**Directions**
From first line to last, transcribe the listing exactly and skip any image.
(Information provided Opens)
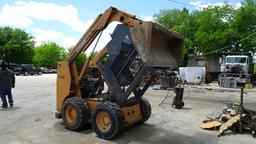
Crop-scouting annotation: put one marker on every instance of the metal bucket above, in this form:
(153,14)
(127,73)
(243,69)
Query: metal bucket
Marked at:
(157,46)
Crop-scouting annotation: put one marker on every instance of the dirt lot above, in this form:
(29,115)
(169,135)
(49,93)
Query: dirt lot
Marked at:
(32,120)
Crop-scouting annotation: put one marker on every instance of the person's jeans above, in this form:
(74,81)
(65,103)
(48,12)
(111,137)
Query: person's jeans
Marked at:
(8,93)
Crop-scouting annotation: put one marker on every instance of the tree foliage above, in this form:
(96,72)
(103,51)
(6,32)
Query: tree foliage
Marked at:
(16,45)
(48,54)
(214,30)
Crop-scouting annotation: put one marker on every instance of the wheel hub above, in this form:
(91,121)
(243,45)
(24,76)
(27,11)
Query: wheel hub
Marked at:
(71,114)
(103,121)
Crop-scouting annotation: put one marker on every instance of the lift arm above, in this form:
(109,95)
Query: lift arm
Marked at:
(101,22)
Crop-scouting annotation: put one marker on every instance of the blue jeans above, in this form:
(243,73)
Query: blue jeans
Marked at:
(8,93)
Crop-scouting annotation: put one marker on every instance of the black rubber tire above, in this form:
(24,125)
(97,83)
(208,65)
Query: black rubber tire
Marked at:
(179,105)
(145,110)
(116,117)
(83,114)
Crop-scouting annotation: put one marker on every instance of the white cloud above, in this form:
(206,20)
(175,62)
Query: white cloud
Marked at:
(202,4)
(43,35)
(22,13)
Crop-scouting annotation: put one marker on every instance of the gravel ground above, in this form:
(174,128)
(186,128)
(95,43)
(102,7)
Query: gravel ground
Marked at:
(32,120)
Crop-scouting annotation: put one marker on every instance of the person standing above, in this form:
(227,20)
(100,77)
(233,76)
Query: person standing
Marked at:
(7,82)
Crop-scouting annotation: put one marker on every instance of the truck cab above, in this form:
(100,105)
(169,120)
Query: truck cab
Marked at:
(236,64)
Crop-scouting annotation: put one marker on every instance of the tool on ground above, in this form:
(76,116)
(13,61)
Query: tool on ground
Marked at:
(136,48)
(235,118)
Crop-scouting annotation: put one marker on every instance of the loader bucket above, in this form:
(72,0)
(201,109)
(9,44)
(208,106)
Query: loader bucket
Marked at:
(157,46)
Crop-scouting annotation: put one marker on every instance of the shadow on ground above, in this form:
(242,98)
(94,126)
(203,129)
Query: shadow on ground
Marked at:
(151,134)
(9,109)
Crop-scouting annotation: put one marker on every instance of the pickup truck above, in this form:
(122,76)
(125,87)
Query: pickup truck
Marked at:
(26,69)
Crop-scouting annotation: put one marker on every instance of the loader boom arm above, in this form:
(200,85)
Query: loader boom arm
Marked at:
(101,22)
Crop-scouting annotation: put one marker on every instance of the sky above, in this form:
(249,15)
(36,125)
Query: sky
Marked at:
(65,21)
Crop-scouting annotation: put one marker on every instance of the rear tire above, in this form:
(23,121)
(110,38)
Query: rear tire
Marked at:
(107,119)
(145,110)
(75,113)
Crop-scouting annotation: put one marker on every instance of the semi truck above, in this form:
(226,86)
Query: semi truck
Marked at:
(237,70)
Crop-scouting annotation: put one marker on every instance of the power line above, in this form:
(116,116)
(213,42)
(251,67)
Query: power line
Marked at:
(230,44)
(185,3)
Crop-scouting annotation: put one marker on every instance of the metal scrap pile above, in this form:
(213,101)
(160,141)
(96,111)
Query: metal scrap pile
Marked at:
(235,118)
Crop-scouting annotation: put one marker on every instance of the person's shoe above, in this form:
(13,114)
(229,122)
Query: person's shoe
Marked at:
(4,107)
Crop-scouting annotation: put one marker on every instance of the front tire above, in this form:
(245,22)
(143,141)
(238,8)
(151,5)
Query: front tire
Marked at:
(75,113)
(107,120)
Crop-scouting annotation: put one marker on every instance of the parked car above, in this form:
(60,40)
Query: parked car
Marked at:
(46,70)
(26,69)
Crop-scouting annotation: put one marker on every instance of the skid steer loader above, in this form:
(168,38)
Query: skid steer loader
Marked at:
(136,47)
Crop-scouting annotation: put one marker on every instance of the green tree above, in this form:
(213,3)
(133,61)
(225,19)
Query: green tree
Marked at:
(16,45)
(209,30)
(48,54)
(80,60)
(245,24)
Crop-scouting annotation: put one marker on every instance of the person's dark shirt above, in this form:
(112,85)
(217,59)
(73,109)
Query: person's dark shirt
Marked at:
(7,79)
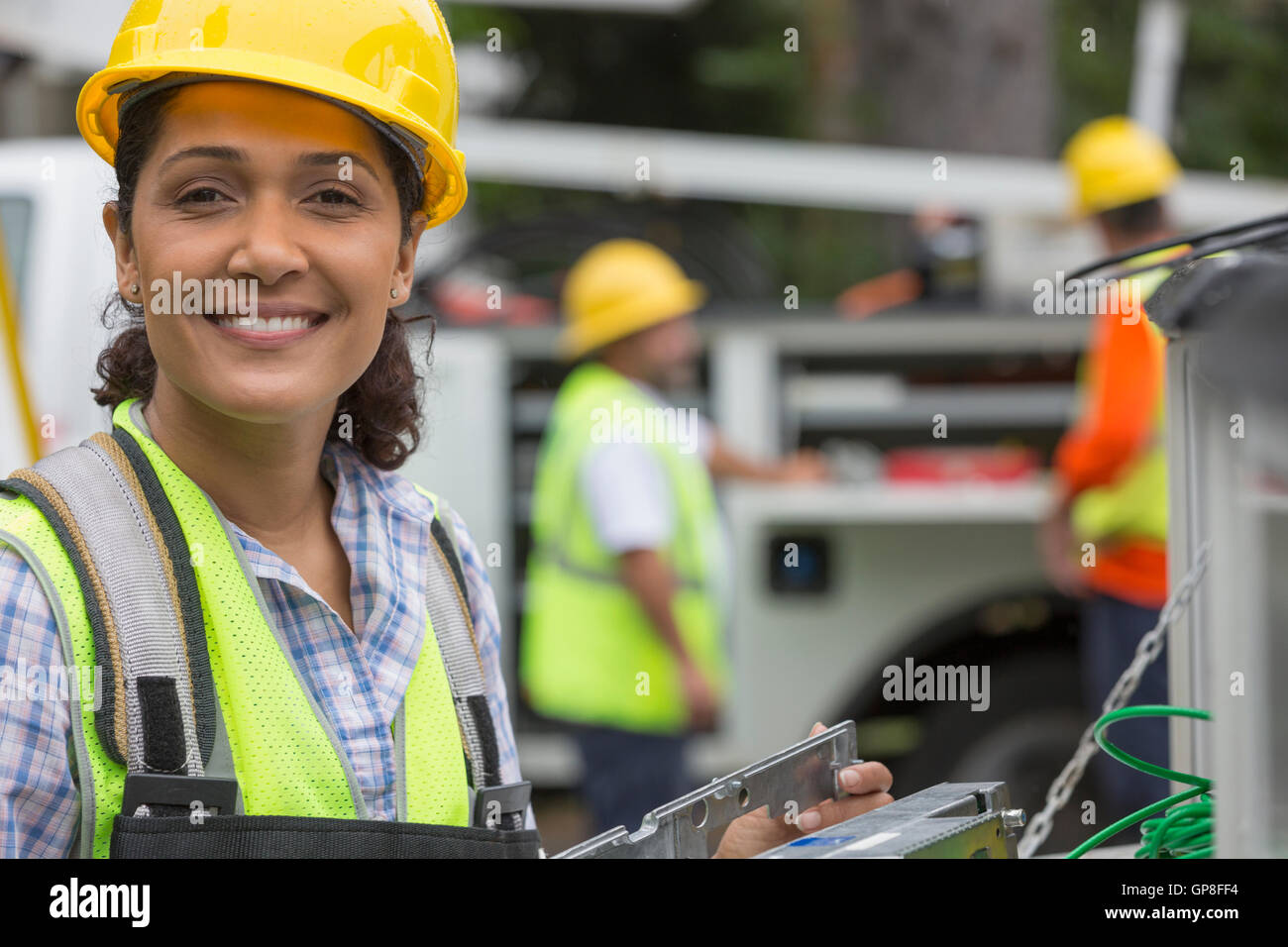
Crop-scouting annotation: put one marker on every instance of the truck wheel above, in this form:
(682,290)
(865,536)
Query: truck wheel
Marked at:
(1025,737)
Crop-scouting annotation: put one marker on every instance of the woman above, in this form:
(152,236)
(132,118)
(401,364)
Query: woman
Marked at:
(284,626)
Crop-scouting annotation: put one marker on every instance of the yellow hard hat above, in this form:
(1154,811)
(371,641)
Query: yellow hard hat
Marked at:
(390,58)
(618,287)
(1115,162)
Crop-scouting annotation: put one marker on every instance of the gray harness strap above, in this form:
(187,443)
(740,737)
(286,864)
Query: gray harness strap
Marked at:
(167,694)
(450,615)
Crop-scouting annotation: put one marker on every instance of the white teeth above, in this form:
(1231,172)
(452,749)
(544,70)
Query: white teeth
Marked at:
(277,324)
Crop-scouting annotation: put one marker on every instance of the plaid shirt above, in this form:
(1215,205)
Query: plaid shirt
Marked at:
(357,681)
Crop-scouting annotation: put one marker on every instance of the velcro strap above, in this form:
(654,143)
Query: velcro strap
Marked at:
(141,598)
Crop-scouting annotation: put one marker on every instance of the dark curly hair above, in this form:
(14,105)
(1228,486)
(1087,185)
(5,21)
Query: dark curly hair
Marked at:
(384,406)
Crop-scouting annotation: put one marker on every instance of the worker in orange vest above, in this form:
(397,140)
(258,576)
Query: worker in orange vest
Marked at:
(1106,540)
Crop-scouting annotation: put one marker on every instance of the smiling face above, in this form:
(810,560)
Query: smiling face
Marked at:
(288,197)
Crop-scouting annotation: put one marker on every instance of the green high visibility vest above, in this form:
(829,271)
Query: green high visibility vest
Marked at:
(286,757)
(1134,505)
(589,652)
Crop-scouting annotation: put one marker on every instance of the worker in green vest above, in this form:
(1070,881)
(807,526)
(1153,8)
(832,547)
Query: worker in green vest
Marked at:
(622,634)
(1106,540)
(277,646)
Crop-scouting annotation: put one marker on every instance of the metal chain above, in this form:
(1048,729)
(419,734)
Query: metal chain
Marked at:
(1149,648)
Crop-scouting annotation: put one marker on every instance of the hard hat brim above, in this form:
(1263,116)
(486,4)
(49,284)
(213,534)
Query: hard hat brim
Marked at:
(Information provided Closes)
**The answer**
Crop-scouting annotation: put one marker on every instance of the metal bucket above, in this form:
(153,14)
(127,73)
(243,69)
Query: metal bucket
Marked at:
(157,46)
Crop-scouting annotation: put one marker on every instance of the dirt lot above, in this form:
(29,115)
(169,135)
(49,93)
Query: dirt lot
Marked at:
(32,120)
Crop-scouting annotation: put one marker on every instance of the person's jeans above, in this form:
(74,81)
(65,103)
(48,12)
(111,137)
Query: person's jeans
Marked at:
(8,93)
Crop-scouting annotation: put one marker on every instance of the tree foliage above, in this form:
(96,72)
(103,51)
(6,32)
Query: tree foliage
Marked at:
(16,45)
(48,54)
(214,30)
Crop-scouting annotation: put one marker on every instance of the wheel hub above, in this form:
(91,121)
(243,45)
(24,76)
(27,11)
Query: wheel hub
Marked at:
(71,114)
(103,121)
Crop-scouting annotation: put one marker on every instance of the lift arm above, in this form:
(109,95)
Query: lift arm
Marked at:
(101,22)
Crop-scouting annotation: put one marker on every instance of the blue jeans above, in this form:
(243,73)
Query: blue jeans
Marked at:
(8,93)
Crop-scouting annotation: put one marker on every instance of the black rubber tire above, in this form:
(24,125)
(97,83)
(208,65)
Query: black rubber tire
Marked at:
(179,105)
(145,110)
(116,117)
(83,114)
Crop-scouting annotation: put one marker on every instance of the white cloud above, in this form:
(206,20)
(175,62)
Query: white cloud
Marked at:
(202,4)
(43,35)
(22,13)
Crop-scouting annotation: put one marker on every instance of the gravel ground above, in this form:
(174,128)
(186,128)
(95,43)
(102,7)
Query: gravel ground
Marked at:
(32,120)
Crop-scouting annotation: put one marker on every instance of the person standing above, in this form:
(227,20)
(100,77)
(233,76)
Query: person standing
Marked at:
(7,82)
Crop-scouting annotation: put one marker on every instance of the truck cab above, in this form:
(100,105)
(169,120)
Query: truck cab
Marked at:
(236,64)
Crop-scouting annotation: put one marker on every instance of the tool on ground above, in this form:
(76,116)
(13,61)
Query: tool on ground
Marked at:
(136,48)
(235,118)
Crop-scouting annotation: put one marker on every instance of the loader bucket above, in this form:
(72,0)
(201,109)
(9,44)
(208,106)
Query: loader bucket
Marked at:
(157,46)
Crop-scouting annotation: put one marker on every instance of the shadow on ground above, in this form:
(242,98)
(94,126)
(203,129)
Query: shadow on ground
Marked at:
(151,134)
(9,109)
Crop-scouting annotation: put one marker on every instance of the pickup truck above, in this form:
(122,76)
(125,87)
Query: pickup truck
Marked at:
(26,69)
Crop-scouting annotation: put one marker on every instance of the loader boom arm above, in this form:
(200,85)
Query: loader boom arm
Marked at:
(101,22)
Crop-scouting annotation: put one marker on every instance of the sky above, in this form:
(249,15)
(36,125)
Query: sky
Marked at:
(65,21)
Crop-scouting annotation: put one marker on every instance of the rear tire above, in this form:
(23,121)
(110,38)
Query: rear tire
Marked at:
(107,119)
(145,110)
(75,113)
Crop-scouting annotation: put one marker on every instance of the semi truck above, in this form:
(226,86)
Query: semi truck
Marked at:
(237,70)
Crop-scouting annotation: put one marker on every instance of the power line above, in this form:
(116,116)
(213,42)
(251,67)
Query: power line
Marked at:
(230,44)
(185,3)
Crop-scouting annotation: put one marker on every instance of the metal scrap pile above, in this form:
(213,101)
(160,141)
(96,111)
Query: metal scrap pile
Marked at:
(235,118)
Crop-scouting annotation: put one marker on every instance of the person's shoe above, in this form:
(13,114)
(229,122)
Query: person's shoe
Marked at:
(4,107)
Crop-scouting annotation: put one marker on every instance of the front tire above, in this form:
(245,22)
(143,141)
(238,8)
(151,5)
Query: front tire
Marked at:
(75,113)
(107,120)
Crop-scouting annotation: put one marker on every instance of the parked car above, in this form:
(60,40)
Query: parked car
Marked at:
(46,70)
(26,69)
Crop-scouting annotation: put one marker on every instance of the skid steer loader above, in this form:
(168,38)
Query: skid steer loader
Marked at:
(136,47)
Crop-scouting annotation: put one marker on every instance of the green tree above, in this form:
(213,3)
(133,61)
(225,19)
Query: green tree
Marked at:
(16,45)
(209,30)
(48,54)
(80,60)
(245,24)
Crop-scouting annotation: put one marker on every instance of the person's dark shirt above, in this form:
(112,85)
(217,59)
(73,109)
Query: person's dark shirt
Marked at:
(7,79)
Crop-scouting annotation: put one marker on every instance of the truck wheel above, in this form:
(682,290)
(865,536)
Query: truck wheel
Marked at:
(1025,737)
Crop-scouting annotation: put one marker on every instance of the woman above, in this form:
(152,236)
(132,118)
(401,364)
Query: woman
Marked at:
(284,626)
Crop-scouting annotation: put one marker on every instance of the yellow hard hat above, in this form:
(1154,811)
(371,641)
Query: yellow hard hat
Marked at:
(390,58)
(618,287)
(1115,162)
Crop-scouting annotation: put one marker on every instance of the gray harness strap above, in this form:
(187,443)
(740,737)
(286,864)
Query: gray harness strap
Marked at:
(167,694)
(450,615)
Crop-scouting annotation: put one marker on every instance of the white teeth above, in this form:
(1231,172)
(452,749)
(544,70)
Query: white teeth
Marked at:
(277,324)
Crop-scouting annotation: put one marker on every instance of the plaid shirt above, in this form:
(1215,205)
Query: plaid shirt
Marked at:
(357,681)
Crop-scouting annotation: put one marker on every instance of the velcro strap above, in this form:
(654,143)
Query: velcro strap
Marked at:
(141,598)
Crop-scouting annotation: put one marker on every instance of the dark curly hair above, in this form:
(14,105)
(1228,486)
(1087,185)
(5,21)
Query: dark curly hair
Marked at:
(384,406)
Crop-scouting annotation: put one marker on every instance of the worker in orange vest above, in this form:
(397,140)
(258,576)
Query: worker in orange vest
Marked at:
(1106,540)
Crop-scouting annotation: put one marker on every instance of the smiling face above, in this form:
(810,560)
Query: smiling face
Marked at:
(288,197)
Crop-scouting annotation: put one marker on every instance of the green high visibility vest above, in this form:
(829,271)
Query: green high visibility vest
Marked at:
(286,757)
(1134,505)
(589,652)
Crop-scouting annotation: put one marker on every instance of the worker in green vest above, in this form:
(1070,881)
(807,526)
(1153,8)
(832,547)
Query: worker in green vest
Marked at:
(622,634)
(1106,540)
(277,646)
Crop-scouting annotation: put one marker on every instance of the metal chain above, in this form:
(1048,729)
(419,734)
Query: metal chain
Marked at:
(1149,648)
Crop-scouting annotation: put one marker on every instance of the hard hat brim above, in this form:
(1263,116)
(486,4)
(49,284)
(213,534)
Query: hard hat brim
Marked at:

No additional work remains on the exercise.